What is expected:
Images are to be dropped, and the rest of the data reproduced exactly.

[Data excerpts]
--- START ---

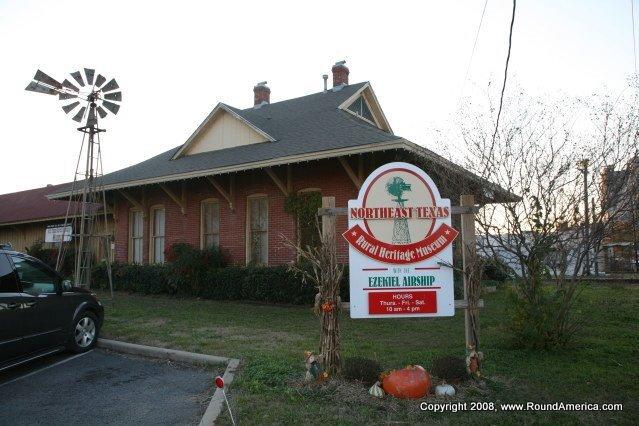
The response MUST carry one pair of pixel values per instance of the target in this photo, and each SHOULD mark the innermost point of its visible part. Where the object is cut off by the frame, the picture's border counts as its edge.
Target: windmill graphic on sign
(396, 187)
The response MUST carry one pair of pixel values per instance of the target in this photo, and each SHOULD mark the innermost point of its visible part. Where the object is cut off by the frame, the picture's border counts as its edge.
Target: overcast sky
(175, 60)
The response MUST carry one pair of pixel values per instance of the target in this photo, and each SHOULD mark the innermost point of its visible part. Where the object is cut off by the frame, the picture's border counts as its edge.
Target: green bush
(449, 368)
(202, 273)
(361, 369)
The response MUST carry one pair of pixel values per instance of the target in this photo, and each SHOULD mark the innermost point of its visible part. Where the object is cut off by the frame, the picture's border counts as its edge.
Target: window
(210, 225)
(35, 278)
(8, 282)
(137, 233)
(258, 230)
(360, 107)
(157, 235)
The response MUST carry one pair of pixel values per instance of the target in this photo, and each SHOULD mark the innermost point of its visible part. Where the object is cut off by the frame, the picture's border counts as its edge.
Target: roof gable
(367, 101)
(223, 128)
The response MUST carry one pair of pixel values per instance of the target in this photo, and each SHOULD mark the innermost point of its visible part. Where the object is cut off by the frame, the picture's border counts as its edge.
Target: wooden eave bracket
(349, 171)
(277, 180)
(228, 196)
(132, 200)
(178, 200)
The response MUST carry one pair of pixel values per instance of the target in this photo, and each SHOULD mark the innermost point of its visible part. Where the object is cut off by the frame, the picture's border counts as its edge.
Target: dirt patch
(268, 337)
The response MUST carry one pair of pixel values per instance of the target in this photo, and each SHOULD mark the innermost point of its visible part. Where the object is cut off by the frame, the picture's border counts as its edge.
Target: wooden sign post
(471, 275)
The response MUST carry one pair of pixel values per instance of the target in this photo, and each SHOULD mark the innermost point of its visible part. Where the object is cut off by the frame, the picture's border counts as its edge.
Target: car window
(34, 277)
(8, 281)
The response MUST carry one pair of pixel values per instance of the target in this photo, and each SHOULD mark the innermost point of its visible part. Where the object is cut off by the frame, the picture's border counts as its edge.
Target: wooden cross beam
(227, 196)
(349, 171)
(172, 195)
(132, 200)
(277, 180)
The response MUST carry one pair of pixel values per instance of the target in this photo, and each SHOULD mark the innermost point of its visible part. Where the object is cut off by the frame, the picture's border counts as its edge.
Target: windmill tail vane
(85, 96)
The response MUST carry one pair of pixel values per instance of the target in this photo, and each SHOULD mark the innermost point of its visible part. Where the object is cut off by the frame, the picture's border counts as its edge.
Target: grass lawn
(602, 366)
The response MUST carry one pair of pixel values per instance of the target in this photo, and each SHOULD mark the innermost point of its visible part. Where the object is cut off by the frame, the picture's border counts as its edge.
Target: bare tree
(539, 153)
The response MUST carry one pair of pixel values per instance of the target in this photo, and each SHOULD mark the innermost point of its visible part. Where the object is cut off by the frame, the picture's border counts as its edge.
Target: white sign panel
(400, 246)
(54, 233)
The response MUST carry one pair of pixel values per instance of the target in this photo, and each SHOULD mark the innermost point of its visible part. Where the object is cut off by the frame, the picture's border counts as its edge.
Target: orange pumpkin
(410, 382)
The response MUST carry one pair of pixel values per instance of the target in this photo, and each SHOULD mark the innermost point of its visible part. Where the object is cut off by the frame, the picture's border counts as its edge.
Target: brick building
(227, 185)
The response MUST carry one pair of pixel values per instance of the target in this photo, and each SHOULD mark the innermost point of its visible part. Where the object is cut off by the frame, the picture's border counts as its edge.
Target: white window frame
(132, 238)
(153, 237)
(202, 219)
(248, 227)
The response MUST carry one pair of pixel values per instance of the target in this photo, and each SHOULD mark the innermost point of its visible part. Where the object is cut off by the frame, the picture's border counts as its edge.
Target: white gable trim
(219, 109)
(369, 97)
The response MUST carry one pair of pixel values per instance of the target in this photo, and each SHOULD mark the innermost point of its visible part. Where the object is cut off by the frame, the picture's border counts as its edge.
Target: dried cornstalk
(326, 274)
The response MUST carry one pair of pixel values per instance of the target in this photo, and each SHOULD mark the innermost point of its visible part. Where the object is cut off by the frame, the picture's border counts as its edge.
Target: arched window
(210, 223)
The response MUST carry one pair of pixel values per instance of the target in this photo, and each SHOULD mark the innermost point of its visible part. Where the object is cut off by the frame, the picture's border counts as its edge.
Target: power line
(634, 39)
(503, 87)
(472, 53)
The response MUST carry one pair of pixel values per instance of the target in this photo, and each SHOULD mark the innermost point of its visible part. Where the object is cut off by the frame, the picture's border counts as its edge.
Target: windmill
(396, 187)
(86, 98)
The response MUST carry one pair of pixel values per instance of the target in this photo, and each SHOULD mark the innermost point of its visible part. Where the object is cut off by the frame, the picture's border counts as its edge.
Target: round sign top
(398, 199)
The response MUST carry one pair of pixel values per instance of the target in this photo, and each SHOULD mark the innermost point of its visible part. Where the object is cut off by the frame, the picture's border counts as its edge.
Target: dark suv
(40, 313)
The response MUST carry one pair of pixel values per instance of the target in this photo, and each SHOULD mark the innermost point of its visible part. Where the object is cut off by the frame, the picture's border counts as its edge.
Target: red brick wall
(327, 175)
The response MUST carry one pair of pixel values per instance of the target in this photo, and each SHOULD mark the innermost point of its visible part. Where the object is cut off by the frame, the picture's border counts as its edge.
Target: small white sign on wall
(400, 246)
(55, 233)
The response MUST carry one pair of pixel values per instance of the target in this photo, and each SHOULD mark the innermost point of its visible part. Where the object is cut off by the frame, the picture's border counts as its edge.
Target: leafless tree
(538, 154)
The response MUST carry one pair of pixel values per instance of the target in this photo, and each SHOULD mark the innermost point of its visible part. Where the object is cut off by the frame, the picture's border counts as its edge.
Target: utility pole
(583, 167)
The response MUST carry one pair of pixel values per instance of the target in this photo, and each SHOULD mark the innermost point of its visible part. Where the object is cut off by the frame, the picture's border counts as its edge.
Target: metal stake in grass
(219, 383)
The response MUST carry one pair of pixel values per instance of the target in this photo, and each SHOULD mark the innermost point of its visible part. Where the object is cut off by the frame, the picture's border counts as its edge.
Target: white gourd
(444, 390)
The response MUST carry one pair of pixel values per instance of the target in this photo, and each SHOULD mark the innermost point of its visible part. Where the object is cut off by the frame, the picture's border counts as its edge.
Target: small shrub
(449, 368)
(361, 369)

--- END ---

Response to this exercise:
The response MUST carry one pair of pixel values per instance of the target in this photo, and each SHOULD mark the innermost point of its visible part. Where the object is cut off by the frame, the picture's border counts as its edge.
Target: windmill graphic on sign
(396, 187)
The response MUST carry one pair of pixel values per instance of the target in this photo, and each SHOULD mark the innermost point of its visible part. Where the object is cut off by the frame, the picture's border counts as its edge.
Target: overcast sky
(175, 60)
The response MUST carry one pair of pixel values per instance of the target in this photo, and each SHOULD mark the innermost point of its visible part. Where the object is cut off by the frame, the picture's border counts as its edge.
Target: green bush
(449, 368)
(202, 273)
(361, 369)
The response MUST carry one pair of pixel values per instance of the target in this photo, and each SHOULD mark the innermost point of its visible part. Where the object is cut off by the frame, the picture's border counts as its edge.
Target: window
(210, 225)
(35, 278)
(8, 282)
(137, 233)
(258, 230)
(360, 107)
(157, 235)
The response MUST carry one pair of pixel values per instance of the target in this photo, and each SHOULD mark the innermost point of its visible part. Where the object is cut off by the frame, the picture's border counts as its edge.
Target: roof gable
(367, 101)
(223, 128)
The response MUST carry one pair of pixel values per instance of the target in this photo, and each SHOULD mark the innermost point of its visible part. Where the object is cut off by the frame, the picture's border counts as its edge.
Target: wooden eave bracket
(349, 171)
(277, 180)
(228, 196)
(132, 200)
(178, 200)
The response MUST carry one pair of pixel values per instance of the target in this photo, and each SHOULD mark the innermost point of its visible part. Where the object is cut off by the frame, the picture's border counts as its edge.
Target: dirt patch
(268, 337)
The response MUST carry one pair of pixel values per instance of the target in this photo, and each SHOULD mark the innermost point of its visible part. Where the object is cut off by the frame, the picture's border counts as its edge.
Target: wooden sign post
(471, 275)
The response MUST carry one pair of pixel values per instance of the target in this photo, and each SHOULD mark the innermost point of its visible part. Where the object is cut off by the frame, the picture's border counts as its edge.
Target: car window
(34, 277)
(8, 281)
The response MUST carry one pair of pixel values per instance of the target in this photo, and each SHOULD mark the innermost point of its visible part. Where the object is cut off by the frame, the picture's border counts as its edge.
Target: wooden cross beam
(227, 196)
(349, 171)
(172, 195)
(132, 200)
(277, 180)
The response MUST carry one pair of pixel values per instance of the target in this photo, and each SHOULD mark the innermost point of its visible part. Where the object is cut off by the frame, the picture's border counts as its edge.
Target: windmill tail vane
(85, 96)
The response MUST carry one pair of pixel values per instance of the target in this photo, and each SHOULD mark the innermost point of its visible part. Where the object is cut off by the frame, the picture's border counts as its edge.
Target: grass lawn
(602, 366)
The response MUST carry one pair of pixel values per instance of the target in this photo, and each SHOULD mark the innermost point of its visible part. Where the object is cut off by the frame, the picture's border counts as its edge.
Target: bare tree
(539, 153)
The response MUST carry one pair of pixel values per instance of the target in this photo, and each SHOULD mark the innermost point of its visible part. Where the object is cut off by the frame, the picture's border counts as its edge.
Target: white sign panel
(400, 246)
(54, 233)
The response MUST carry one pair of pixel values per instance of the target in this photo, and each SHOULD mark the innermost point of its visible part. Where the object is cut off by the frame, the picture's border counts as its edge.
Target: orange pumpkin
(410, 382)
The response MUST carry one pair of pixel values per instance of the target in this photo, and each SHOULD mark the innermost point of its visible part. Where the object is cut off by the frame, the picture's border counts as its edge.
Target: brick building
(227, 185)
The response MUST carry one pair of pixel values per instance of the target in this photo, and each SHOULD mark the innermost point of its visible part. Where the object is cut off by the frame, the picture's border counts as its edge.
Target: white window frame
(132, 238)
(153, 237)
(202, 219)
(248, 227)
The response MUST carry one pair of pixel values per instance of the target in this photo, and each SHOULD mark the innermost point of its visible part. Where the object is cut off by the frame, the picture's border counts as its edge.
Target: white gable trim
(219, 109)
(369, 97)
The response MUST carry one pair of pixel values per instance of the target in this photo, and each SHOULD mark the innermost point of its visible part. Where the object is cut off by the frame, the picture's border counts as its edge.
Target: dried cornstalk
(326, 274)
The response MUST carry one pair of pixel values per instance of the target in this photo, and each SHOULD mark the innermost point of its visible part. Where the object is cut off by the frame, the picture's border counts as its edge.
Target: arched window
(210, 223)
The response MUST carry one pair of pixel values per instance of the target in this photo, and each SHOULD mark the innermost point of its visible part. Where the object is cut off by the frame, the picture's border counts as its edge.
Target: power line
(634, 39)
(503, 87)
(472, 53)
The response MUST carry one pair of pixel values per instance of the target in this photo, and each SHOULD mark the innermost point of its visible part. Where the object is cut off by the frame, the picture's border counts as its edge.
Target: windmill
(396, 187)
(86, 98)
The response MUST carry one pair of pixel values per instance of the target in this photo, and each SHOULD mark the innermost point of its visible part. Where the object is cut off by the frame, the picture's border counts as its edge.
Target: round sign top
(398, 199)
The response MUST carry one pair of pixel values per instance of the target in this photo, and each SHOULD mark the innermost point of its visible part. Where the object is cut off by the frame, the picture's border counts as its edge.
Target: dark suv
(40, 313)
The response MUST carry one pair of pixel values per instance of the target in this photo, and each SHOULD mark the innermost point of its visible part. Where the object is cut off by the frame, the picture's border counts as its edge.
Target: red brick wall
(327, 175)
The response MUST carry one pair of pixel values per instance of the target in this photo, and each SHOULD mark the innermost point of its visible part. Where the object is cut off by the frame, the picture's border counts as its edge.
Target: small white sign on wall
(400, 246)
(55, 233)
The response MUST carry one pair of pixel values per instance of the target in this photo, and each SHOULD mark the innermost point of its visible part. Where the object is cut off by the frame, the picture's border counts as its edge.
Target: leafless tree
(538, 154)
The response MUST carry one pair of pixel values per instance of the target in this photo, and each SHOULD mark the innermost point of its visible part. Where the object is cut off by the frame, the picture's border counts as its edge.
Target: utility pole
(583, 167)
The response MUST carry one pair of pixel values per instance of the target in this photo, and each SHOULD mark the innermost point of its visible part. Where the object is cut off by the frame, the picture's border counts as its edge.
Target: metal stake in grass
(219, 383)
The response MUST carry one pair of pixel values per instance of the target in this photo, and each SHOULD mark the innermost point of its visible part. Where the object is cut off by the frame, the picture's border counts as its edge.
Target: white gourd
(444, 390)
The response MUST carry one pair of pixel values per instance of the target in this photo, and each SHOULD mark the innermost point of its visible part. Where the object is cut off by the frame, the picture's border counts as its edge.
Target: small shrub
(449, 368)
(361, 369)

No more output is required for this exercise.